- [Problem statement]
Reproduce the lines from the line with "For this challenge, identify the red heart" to the line with "point(553, 373)", both ends included and requests kept, scaling every answer coordinate by 0.9 and rounding to whole numbers with halves rounded up. Leave the coordinates in the requests and their format samples unchanged.

[Excerpts of pointing data]
-------

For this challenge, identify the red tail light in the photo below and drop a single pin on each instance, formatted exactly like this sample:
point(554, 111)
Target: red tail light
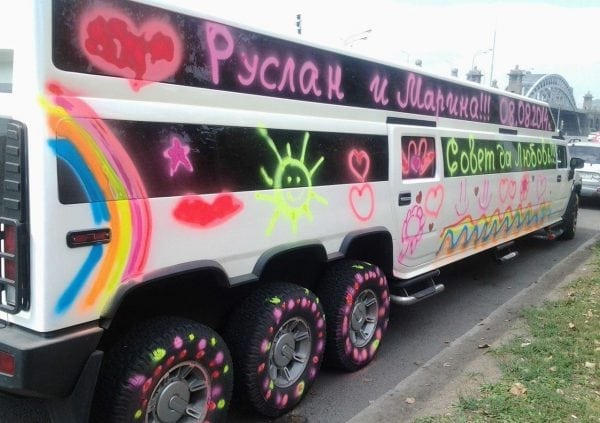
point(10, 247)
point(10, 239)
point(7, 363)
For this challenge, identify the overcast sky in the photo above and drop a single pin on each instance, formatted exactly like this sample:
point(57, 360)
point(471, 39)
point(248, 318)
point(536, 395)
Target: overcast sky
point(541, 36)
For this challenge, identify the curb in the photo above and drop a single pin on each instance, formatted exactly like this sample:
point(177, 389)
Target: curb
point(439, 373)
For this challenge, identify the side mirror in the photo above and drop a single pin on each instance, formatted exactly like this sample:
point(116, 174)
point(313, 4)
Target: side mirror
point(576, 163)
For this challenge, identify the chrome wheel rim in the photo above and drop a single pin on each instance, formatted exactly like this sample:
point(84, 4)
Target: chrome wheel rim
point(290, 352)
point(363, 321)
point(181, 395)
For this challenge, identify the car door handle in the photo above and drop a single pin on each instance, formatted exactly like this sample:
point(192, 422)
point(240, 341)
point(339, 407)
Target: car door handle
point(404, 198)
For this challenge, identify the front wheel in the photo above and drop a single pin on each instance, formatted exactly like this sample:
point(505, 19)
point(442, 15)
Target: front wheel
point(166, 370)
point(356, 301)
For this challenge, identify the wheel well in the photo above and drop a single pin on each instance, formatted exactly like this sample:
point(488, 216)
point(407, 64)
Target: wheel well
point(373, 246)
point(298, 264)
point(199, 295)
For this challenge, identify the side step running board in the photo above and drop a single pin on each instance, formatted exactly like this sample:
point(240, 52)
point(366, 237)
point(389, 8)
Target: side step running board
point(549, 233)
point(505, 252)
point(414, 290)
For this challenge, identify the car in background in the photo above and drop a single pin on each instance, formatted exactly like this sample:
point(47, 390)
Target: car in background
point(590, 173)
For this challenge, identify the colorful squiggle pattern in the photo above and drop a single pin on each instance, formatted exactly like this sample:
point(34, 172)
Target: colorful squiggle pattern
point(106, 174)
point(469, 232)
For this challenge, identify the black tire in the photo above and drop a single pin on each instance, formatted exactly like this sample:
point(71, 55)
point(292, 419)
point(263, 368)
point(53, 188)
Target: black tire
point(356, 301)
point(162, 362)
point(277, 339)
point(569, 225)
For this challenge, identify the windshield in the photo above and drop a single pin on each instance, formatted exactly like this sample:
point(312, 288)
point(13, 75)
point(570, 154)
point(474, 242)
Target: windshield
point(588, 154)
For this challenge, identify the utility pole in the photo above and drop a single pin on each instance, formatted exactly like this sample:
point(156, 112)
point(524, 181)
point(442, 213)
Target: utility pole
point(299, 23)
point(493, 54)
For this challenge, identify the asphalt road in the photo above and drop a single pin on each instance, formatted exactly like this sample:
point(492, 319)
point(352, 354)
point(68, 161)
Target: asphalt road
point(474, 289)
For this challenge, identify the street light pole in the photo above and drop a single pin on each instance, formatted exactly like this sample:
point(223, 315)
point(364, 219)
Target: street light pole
point(477, 54)
point(493, 55)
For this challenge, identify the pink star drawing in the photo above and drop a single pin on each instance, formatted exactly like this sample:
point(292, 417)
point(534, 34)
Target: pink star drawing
point(177, 154)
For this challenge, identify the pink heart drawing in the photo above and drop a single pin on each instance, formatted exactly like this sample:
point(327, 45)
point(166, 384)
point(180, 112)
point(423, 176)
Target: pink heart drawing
point(362, 202)
point(507, 189)
point(359, 163)
point(113, 43)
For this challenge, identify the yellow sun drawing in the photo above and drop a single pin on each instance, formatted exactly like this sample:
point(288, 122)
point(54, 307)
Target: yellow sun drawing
point(292, 184)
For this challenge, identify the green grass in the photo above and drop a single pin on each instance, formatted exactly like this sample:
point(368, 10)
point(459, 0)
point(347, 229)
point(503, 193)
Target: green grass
point(558, 363)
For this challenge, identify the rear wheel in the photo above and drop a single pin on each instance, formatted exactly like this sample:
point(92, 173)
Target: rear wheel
point(166, 370)
point(277, 338)
point(569, 225)
point(356, 301)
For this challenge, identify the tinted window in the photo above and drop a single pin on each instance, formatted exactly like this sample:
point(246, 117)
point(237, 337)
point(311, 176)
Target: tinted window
point(587, 153)
point(418, 157)
point(561, 156)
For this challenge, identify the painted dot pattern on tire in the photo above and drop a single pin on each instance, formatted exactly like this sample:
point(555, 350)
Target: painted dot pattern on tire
point(362, 277)
point(280, 397)
point(350, 286)
point(184, 348)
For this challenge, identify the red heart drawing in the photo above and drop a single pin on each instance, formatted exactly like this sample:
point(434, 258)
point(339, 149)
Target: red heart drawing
point(434, 199)
point(113, 43)
point(362, 202)
point(359, 163)
point(195, 211)
point(419, 197)
point(507, 189)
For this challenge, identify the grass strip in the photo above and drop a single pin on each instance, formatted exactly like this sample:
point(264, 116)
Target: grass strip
point(553, 373)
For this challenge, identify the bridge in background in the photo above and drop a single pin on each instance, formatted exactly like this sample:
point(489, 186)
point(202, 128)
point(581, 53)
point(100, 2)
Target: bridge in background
point(555, 90)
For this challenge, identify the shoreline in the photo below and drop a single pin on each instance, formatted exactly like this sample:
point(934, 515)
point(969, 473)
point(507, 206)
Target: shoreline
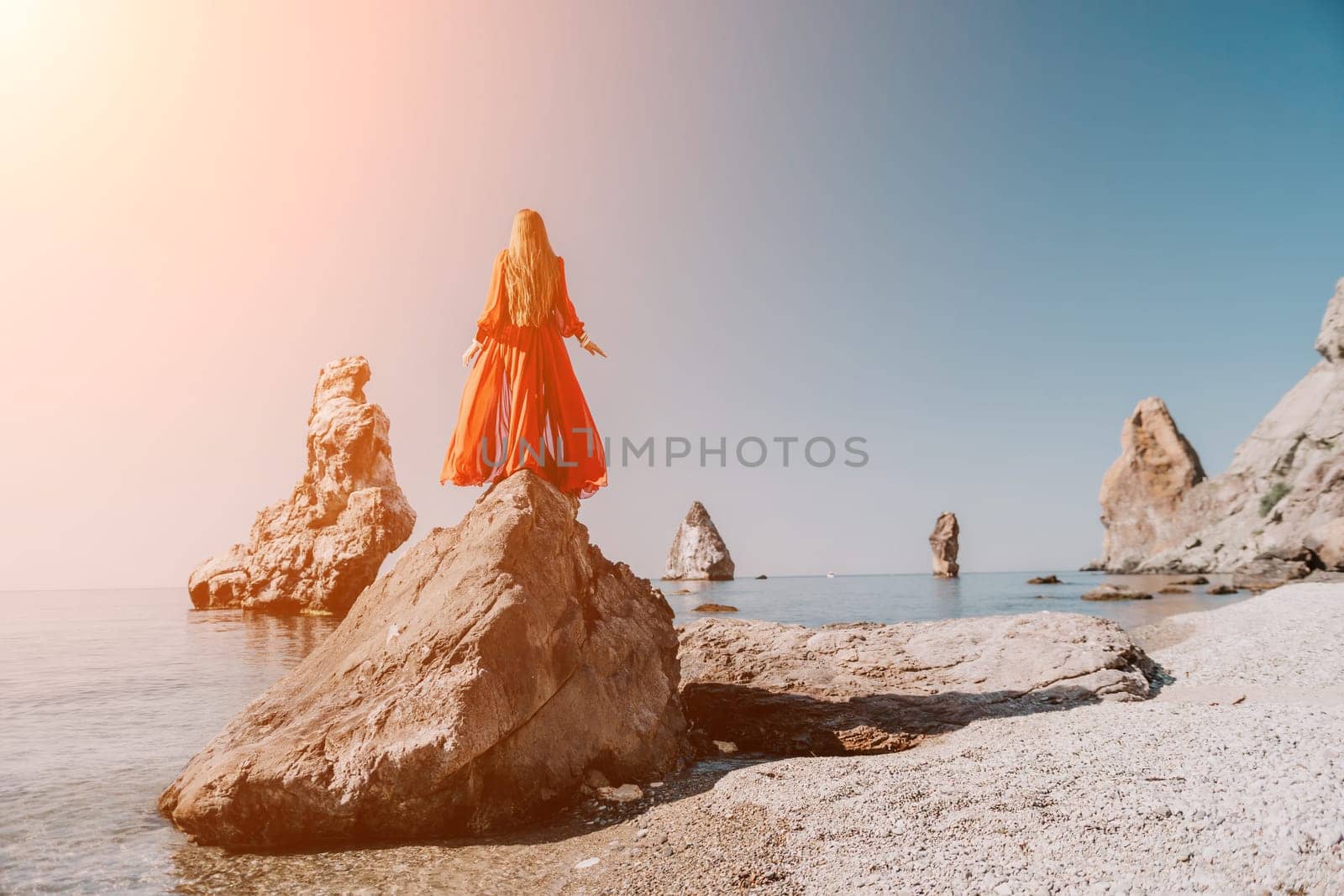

-------

- [Exercise answer]
For this challenge, identify the red heart drawing in the photo above and drop a single pin on each instance, formatted exactly like this sample:
point(434, 258)
point(339, 149)
Target: red heart drawing
point(391, 179)
point(102, 39)
point(326, 182)
point(323, 147)
point(176, 190)
point(377, 177)
point(456, 170)
For this challenge, identify the grass strip in the photo above and drop a single pin on each instance, formatted exactly like this sample:
point(264, 116)
Target: grass strip
point(498, 336)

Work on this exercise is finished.